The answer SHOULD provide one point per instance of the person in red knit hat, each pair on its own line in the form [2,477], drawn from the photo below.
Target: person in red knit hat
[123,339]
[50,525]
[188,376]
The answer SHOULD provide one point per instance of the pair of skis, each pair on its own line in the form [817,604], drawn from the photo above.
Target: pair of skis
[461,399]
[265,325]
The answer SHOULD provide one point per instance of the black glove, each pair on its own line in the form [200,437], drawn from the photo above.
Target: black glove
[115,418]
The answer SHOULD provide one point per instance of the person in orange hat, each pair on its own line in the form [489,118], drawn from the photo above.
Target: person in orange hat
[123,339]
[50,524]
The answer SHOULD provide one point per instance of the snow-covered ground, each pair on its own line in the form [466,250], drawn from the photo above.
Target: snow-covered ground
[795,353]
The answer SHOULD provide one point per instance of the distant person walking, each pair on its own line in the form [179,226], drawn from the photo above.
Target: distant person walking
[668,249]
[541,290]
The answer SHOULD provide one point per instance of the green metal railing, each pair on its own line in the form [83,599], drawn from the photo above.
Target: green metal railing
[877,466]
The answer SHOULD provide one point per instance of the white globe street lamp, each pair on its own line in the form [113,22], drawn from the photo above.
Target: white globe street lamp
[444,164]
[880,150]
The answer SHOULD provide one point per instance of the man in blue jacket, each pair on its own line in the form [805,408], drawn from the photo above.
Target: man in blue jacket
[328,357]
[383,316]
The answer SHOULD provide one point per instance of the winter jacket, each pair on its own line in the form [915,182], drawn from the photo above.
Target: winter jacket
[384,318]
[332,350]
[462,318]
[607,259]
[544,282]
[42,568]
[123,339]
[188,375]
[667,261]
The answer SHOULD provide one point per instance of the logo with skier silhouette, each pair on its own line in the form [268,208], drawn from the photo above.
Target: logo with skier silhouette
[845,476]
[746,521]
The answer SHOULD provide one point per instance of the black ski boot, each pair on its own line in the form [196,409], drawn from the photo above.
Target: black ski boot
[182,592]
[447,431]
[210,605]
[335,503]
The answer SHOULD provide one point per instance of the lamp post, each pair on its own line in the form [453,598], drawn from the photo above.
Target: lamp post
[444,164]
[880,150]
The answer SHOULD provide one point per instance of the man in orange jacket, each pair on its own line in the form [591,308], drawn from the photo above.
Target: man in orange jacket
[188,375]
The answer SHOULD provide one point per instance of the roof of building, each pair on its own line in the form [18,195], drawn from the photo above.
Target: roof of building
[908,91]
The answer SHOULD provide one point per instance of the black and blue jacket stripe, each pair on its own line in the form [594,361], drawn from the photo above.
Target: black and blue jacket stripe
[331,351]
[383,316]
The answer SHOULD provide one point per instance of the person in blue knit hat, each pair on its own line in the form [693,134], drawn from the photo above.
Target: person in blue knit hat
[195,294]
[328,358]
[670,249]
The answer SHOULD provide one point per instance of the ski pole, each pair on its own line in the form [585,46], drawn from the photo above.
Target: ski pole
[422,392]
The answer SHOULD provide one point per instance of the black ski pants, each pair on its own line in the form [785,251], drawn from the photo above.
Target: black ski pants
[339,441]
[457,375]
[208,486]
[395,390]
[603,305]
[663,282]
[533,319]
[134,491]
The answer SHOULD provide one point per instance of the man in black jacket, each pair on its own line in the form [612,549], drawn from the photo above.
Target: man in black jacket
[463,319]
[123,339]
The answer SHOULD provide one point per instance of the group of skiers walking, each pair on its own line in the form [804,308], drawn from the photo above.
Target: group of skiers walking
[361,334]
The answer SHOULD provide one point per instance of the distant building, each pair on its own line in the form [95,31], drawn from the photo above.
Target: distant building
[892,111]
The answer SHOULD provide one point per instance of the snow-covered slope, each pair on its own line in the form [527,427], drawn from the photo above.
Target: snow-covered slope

=====

With no line skipped, copy the entries exactly as written.

▸ **Output for this exercise**
The answer SHOULD provide one point per instance of the person in red knit hat, each pair on its own line in the form [2,477], drawn from the photo below.
Target: person in red knit hat
[123,339]
[50,525]
[188,376]
The answer SHOULD provide one point per instance of the pair of skis, each pair on its own line in the form [817,604], drawn from the photo above.
Target: pair of skis
[461,399]
[265,325]
The answer SHOULD provide one point per instance of the black glove, each pair on its own line in the form [200,437], drawn from the photo above.
Target: black glove
[115,418]
The answer SHOULD provide one point per instance of the person in orange hat, each pair on its own line in the form [489,118], drawn from the photo above.
Target: person in orange hat
[123,339]
[50,524]
The answer SHOULD provide one point per instance of the snow-covered ground, each pair on its own line in the form [466,250], drawn from the photo above.
Target: snow-covered ground
[795,353]
The answer SHOULD provide one point per instance of the distant person walking, each pair on its own line in the form [179,226], drawn from the photo above.
Target: distant person walking
[668,249]
[541,290]
The answer SHOULD provide one point per instance of the green metal railing, each pair on its own line in the form [83,599], drawn from the photo above.
Target: green metal railing
[877,466]
The answer SHOULD provide one point per instance of the white globe street lamp, each pair on its own line in the form [113,22], drawn from the photo above.
Target: white globe street lamp
[444,164]
[880,150]
The answer SHOULD provide one point per instance of the man in blue jacket, each pair on its own line in the form [805,408], drawn from the photo above.
Target: man in blue jacket
[328,357]
[383,316]
The answer SHOULD provide one point per instance of the winter jacket, each pair on its own line in the form [915,182], drawn from the photo above.
Target: winter jacket
[384,318]
[332,350]
[462,318]
[607,259]
[544,282]
[42,568]
[123,339]
[188,375]
[667,261]
The answer SHOULD provide one point per instance of the logo with skier silhouette, each pair on its own line in the form [268,208], drawn from the photo above.
Target: logo with skier silhouette
[845,476]
[746,521]
The answer SHOULD provide one point per instance of the black ski boot, each pair on its own line in the form [196,409], drawn from the photo above.
Target: black ski boot
[182,592]
[447,431]
[210,605]
[335,503]
The answer SHOULD provide one point per instance of the lamp post, each pair on its own line in the form [453,598], drawn from the photo above.
Target: lamp post
[444,164]
[880,150]
The answer SHOULD provide one point per instance of the man in orange jacket, each pair on its own line in the form [591,308], drawn from the photo above.
Target: man in orange jacket
[188,375]
The answer SHOULD provide one point per instance of the roof of building, each pair on its own line in the form [18,195], drawn from the photo above.
Target: roof of building
[908,91]
The answer SHOULD provide one point per instance of the black and blue jacket stripe, each pair on its own line in the form [594,361], drawn from the photo above.
Target: black and blue jacket stripe
[331,351]
[383,316]
The answer SHOULD provide one point per instance of the person in blue knit hat, each pair on its own line in the form [693,134], drawn from the photo above.
Target: person in blue knit hat
[195,294]
[328,358]
[670,249]
The answer SHOULD provide one point per instance of the ski pole, each pair on its own line in the form [585,46], drawn from the photo above.
Target: ski pole
[422,392]
The answer SHOULD provide one point per instance of the black ski pants, each pair on its own line in the form [785,251], drawn from the photo above.
Target: black ski pants
[339,441]
[457,375]
[208,486]
[395,390]
[603,305]
[663,282]
[533,319]
[134,491]
The answer SHOULD provide one point per instance of the man in black jacket, each pair on its own line in the form [612,549], drawn from the photo above.
Target: man in black jacket
[463,319]
[123,339]
The answer SHOULD provide one point per instance of the group of skiers walking, each pair on its own line in the form [804,308], drawn from the photo above.
Target: group of skiers walking
[361,334]
The answer SHOULD provide one point per instance of the distant building, each pair on its own line in the form [95,31], drawn from the photo above.
Target: distant building
[892,111]
The answer SHOULD provide one point per instance of the snow-covered slope, each pair on its own line in the form [527,427], drawn from the photo above.
Target: snow-covered slope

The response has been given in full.